**Activity:** Produce one exact copy of the records, no pictures.

**Recorded data:**

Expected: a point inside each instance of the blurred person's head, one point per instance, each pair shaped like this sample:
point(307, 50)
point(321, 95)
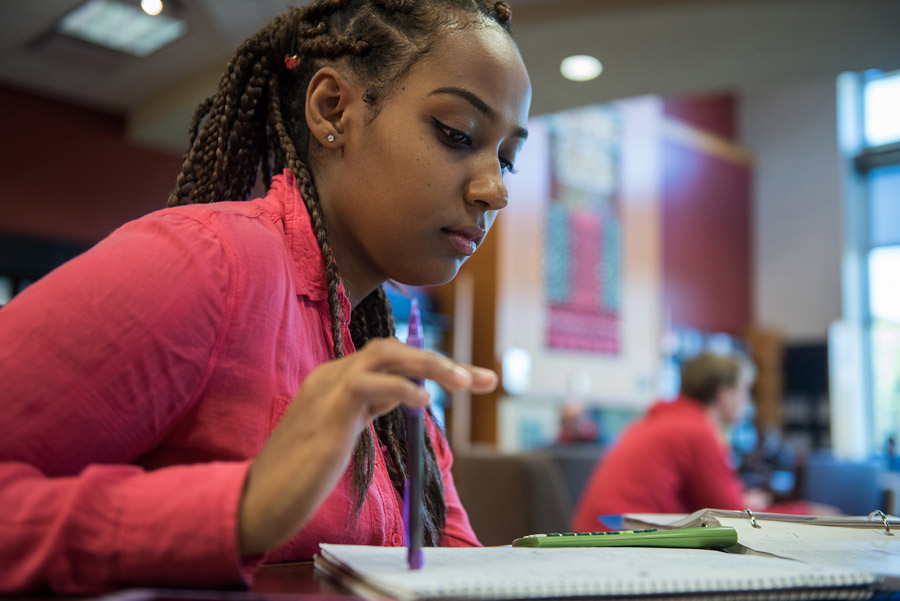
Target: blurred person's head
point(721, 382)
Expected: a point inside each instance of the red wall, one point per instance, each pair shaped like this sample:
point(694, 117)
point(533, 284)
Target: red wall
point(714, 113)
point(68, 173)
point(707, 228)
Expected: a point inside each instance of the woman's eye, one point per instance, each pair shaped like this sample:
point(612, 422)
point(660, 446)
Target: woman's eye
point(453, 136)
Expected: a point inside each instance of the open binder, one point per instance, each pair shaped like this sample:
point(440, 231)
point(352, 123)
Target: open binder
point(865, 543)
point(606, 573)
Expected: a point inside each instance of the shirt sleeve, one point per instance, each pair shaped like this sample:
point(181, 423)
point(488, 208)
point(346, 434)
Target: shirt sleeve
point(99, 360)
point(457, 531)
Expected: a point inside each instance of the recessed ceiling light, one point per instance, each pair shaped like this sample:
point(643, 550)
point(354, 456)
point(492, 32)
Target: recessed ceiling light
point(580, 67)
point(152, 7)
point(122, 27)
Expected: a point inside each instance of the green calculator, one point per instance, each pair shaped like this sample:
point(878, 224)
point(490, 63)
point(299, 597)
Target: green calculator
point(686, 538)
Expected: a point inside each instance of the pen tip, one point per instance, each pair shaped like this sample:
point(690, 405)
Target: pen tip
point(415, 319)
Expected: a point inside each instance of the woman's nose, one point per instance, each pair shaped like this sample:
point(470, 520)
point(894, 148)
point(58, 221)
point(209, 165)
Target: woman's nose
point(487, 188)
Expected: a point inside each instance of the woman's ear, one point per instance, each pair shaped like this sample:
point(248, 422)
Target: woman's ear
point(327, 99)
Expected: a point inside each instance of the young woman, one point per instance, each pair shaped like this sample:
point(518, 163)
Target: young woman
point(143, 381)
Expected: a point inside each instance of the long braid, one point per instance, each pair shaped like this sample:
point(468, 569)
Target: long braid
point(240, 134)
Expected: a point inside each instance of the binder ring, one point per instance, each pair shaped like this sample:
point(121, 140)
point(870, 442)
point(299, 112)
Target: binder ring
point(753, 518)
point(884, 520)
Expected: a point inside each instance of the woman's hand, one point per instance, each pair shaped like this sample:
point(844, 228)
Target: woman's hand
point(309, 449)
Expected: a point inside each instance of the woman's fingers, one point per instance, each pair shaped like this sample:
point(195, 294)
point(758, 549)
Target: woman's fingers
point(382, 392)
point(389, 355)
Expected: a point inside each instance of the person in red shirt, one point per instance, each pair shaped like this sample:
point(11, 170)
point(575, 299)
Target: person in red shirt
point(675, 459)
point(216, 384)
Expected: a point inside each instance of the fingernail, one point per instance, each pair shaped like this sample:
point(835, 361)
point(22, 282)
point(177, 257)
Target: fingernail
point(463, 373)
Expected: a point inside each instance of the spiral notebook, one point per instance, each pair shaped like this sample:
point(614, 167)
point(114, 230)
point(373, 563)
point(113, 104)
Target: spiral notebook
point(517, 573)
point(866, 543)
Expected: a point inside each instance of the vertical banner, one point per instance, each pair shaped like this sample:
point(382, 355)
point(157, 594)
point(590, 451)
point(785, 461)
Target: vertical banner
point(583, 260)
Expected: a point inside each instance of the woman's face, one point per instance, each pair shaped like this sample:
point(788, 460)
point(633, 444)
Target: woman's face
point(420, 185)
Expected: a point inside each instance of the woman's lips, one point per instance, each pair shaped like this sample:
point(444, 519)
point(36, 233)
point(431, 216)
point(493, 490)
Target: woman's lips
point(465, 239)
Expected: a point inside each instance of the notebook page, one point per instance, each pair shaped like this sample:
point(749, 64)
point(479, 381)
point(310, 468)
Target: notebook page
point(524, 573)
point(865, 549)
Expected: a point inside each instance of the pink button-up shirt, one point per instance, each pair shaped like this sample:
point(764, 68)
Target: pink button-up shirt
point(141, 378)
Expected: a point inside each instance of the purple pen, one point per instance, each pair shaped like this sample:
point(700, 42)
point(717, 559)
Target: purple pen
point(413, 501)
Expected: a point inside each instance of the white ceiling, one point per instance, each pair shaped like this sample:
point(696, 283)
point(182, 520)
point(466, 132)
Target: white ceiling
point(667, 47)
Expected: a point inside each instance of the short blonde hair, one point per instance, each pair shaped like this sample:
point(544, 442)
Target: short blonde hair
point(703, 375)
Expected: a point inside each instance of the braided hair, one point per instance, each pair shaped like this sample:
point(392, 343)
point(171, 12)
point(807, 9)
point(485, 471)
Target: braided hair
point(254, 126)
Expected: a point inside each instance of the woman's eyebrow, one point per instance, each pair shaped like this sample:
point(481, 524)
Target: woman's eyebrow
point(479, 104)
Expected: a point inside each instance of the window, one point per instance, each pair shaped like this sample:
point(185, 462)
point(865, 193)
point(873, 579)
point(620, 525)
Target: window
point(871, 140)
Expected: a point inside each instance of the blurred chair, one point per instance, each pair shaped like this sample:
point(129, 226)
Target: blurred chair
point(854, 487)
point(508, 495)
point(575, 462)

**Solution:**
Expected: a point inside each instance of the blurred person's head, one point per instance, each pair shaped like this sample:
point(307, 50)
point(321, 95)
Target: blurred person's head
point(721, 382)
Expected: a point inside each instance of the red wall, one point per instance, each pair shaped like this sample:
point(694, 117)
point(533, 284)
Target: red wall
point(714, 113)
point(68, 173)
point(707, 228)
Expected: a point inside each instance of the woman's eye, one point per instance, each pair shaped like this sample:
point(612, 422)
point(660, 446)
Target: woman's eye
point(453, 136)
Expected: a point inside each instance of the open binder, one point per instance, each pair shaped like this sample:
point(440, 231)
point(352, 123)
Target: open binder
point(865, 543)
point(606, 573)
Expected: a point inside each instance of the shirt sleeve, one point per instance, each pair shaped like this sample:
point(181, 423)
point(488, 208)
point(346, 434)
Target: shirt sleeve
point(99, 360)
point(457, 531)
Expected: a point inside each instance of the recessed ceiling light, one point per instance, each pair shaped like this sample:
point(643, 550)
point(354, 456)
point(492, 32)
Target: recessed ceiling light
point(580, 67)
point(152, 7)
point(122, 27)
Expected: a point inside each instance of the green calculator, one point per instance, each pair shaped like this sample:
point(878, 224)
point(490, 63)
point(299, 597)
Target: green calculator
point(686, 538)
Expected: a point inside each instance of the pen tip, one point per instance, each pair shaped like this sample:
point(690, 405)
Target: pen tip
point(415, 319)
Expected: a point inside each instance of the woman's nose, one point per instance, each pair shaped like this sample:
point(470, 520)
point(894, 148)
point(58, 221)
point(209, 165)
Target: woman's nose
point(487, 188)
Expected: a point inside each instance of the woman's ear, one point per instance, each pair shaped like this sample:
point(248, 422)
Target: woman's ear
point(327, 99)
Expected: a point inside each instance of the young woman, one point per instance, each pair shaped like this sample:
point(518, 163)
Target: young woman
point(143, 381)
Expected: a point inside each instance of the long braid, one point per instance, each pair shaped like this sample:
point(468, 569)
Target: long braid
point(240, 134)
Expected: a point inside each instance of the binder ring, one point per instance, each pair shaped like this sample:
point(121, 140)
point(870, 442)
point(299, 112)
Target: binder ring
point(753, 518)
point(884, 520)
Expected: a point inside each instance of the woman's hand, one point per instance, each pair shaped like this sample:
point(844, 228)
Target: woman's hand
point(309, 449)
Expected: a point inside each instance of the woman's fingers, one point per instance, each pair shaped like this sample:
point(195, 294)
point(758, 549)
Target: woman's fingers
point(382, 392)
point(389, 355)
Expected: a point inside each instance of the person in red shirt, one point per instance, each pair shaped like this sample:
point(11, 170)
point(575, 299)
Target: person in red shirt
point(675, 459)
point(216, 384)
Expected: a point inside each instance of the fingernail, one point per instance, each pair shaped like this sample:
point(835, 361)
point(22, 282)
point(177, 257)
Target: fingernail
point(463, 373)
Expected: a point inside each instance of the spiral notebook, one point per instance, each pair shaped like this sample:
point(614, 167)
point(114, 230)
point(373, 563)
point(113, 104)
Target: spiral notebook
point(517, 573)
point(866, 543)
Expected: a point inside each instance of the vertical banner, one point per instance, each pair shaped like this sample:
point(382, 355)
point(157, 594)
point(590, 451)
point(785, 461)
Target: vertical banner
point(583, 260)
Expected: a point inside each instance of the woman's face, one point per instance, each pair shaped like this sample:
point(788, 460)
point(633, 444)
Target: woman's face
point(420, 185)
Expected: a point inside each instance of the woman's lips, one point per instance, each pair shaped like this sample:
point(444, 519)
point(36, 233)
point(431, 216)
point(493, 490)
Target: woman's lips
point(465, 239)
Expected: a point inside each instance of the notebook page, one point per instance, each pair shaped like this sample:
point(749, 64)
point(479, 381)
point(310, 468)
Target: notebook page
point(524, 573)
point(865, 549)
Expected: a point inside each instance of the pink button-up shirt, one point per instance, each pair shaped like this sample:
point(764, 68)
Target: pink button-up shirt
point(141, 378)
Expected: a point inside each instance of the purple pen, one point per instance, each pair shaped like this sample:
point(700, 42)
point(717, 559)
Target: purple pen
point(413, 501)
Expected: a point inside each instance of the white ceiling, one point per instance, each pair shaped like this sample:
point(696, 283)
point(182, 520)
point(466, 132)
Target: white ceiling
point(667, 47)
Expected: a point inside each instance of the short blonde hair, one point per instance, each pair shaped like this sample:
point(544, 442)
Target: short blonde hair
point(703, 375)
Expected: a point inside each instance of the braided hair, one point per instance, each pair shaped like this sample:
point(392, 343)
point(171, 12)
point(807, 9)
point(485, 471)
Target: braided hair
point(254, 126)
Expected: a point inside each instance of the woman's eyebrow, one point per instance, each pair shaped like this sample:
point(481, 524)
Target: woman's eyebrow
point(479, 104)
Expected: a point inside each instance of the window, one point per instance, each pair shaped like this sample:
point(185, 462)
point(865, 193)
point(873, 579)
point(620, 525)
Target: window
point(871, 140)
Expected: a point inside each instance of the blurred chair, one point per instance, each pair shaped like this sample:
point(129, 226)
Target: blurred chair
point(854, 487)
point(508, 495)
point(575, 462)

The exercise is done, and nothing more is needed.